• **The task**: Lines in which "roof" appears should be pulled from the data below.

--- Records for the exercise Enclosed Below ---

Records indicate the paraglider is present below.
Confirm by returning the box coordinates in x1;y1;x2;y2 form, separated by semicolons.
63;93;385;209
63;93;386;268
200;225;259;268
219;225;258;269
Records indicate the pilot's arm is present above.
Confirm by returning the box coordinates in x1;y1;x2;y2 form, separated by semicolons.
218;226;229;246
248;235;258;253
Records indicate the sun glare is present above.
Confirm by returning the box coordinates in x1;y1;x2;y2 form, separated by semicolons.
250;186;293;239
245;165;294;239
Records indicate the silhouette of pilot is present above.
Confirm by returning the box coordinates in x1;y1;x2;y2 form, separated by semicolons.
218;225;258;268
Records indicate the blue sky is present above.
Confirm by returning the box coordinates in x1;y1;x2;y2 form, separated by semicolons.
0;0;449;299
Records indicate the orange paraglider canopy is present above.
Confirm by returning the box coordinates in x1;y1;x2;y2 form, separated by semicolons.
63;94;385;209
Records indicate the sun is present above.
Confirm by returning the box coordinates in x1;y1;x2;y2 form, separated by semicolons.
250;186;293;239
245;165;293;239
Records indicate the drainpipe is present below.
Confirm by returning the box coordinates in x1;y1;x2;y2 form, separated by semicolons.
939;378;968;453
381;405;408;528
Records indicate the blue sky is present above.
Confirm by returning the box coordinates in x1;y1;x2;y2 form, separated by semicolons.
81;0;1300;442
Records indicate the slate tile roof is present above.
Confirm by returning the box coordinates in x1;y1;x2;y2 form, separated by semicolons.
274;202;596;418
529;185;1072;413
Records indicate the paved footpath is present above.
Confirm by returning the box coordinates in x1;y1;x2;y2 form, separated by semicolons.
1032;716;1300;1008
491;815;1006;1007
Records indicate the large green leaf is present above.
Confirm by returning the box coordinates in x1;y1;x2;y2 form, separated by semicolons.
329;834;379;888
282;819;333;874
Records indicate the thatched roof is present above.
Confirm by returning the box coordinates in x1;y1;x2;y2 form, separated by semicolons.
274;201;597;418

--- End of Enclosed Records for the exercise ---

• **Problem solution**:
Records indicate the slate tile roof is present above.
Records indicate the thatched roof is present above.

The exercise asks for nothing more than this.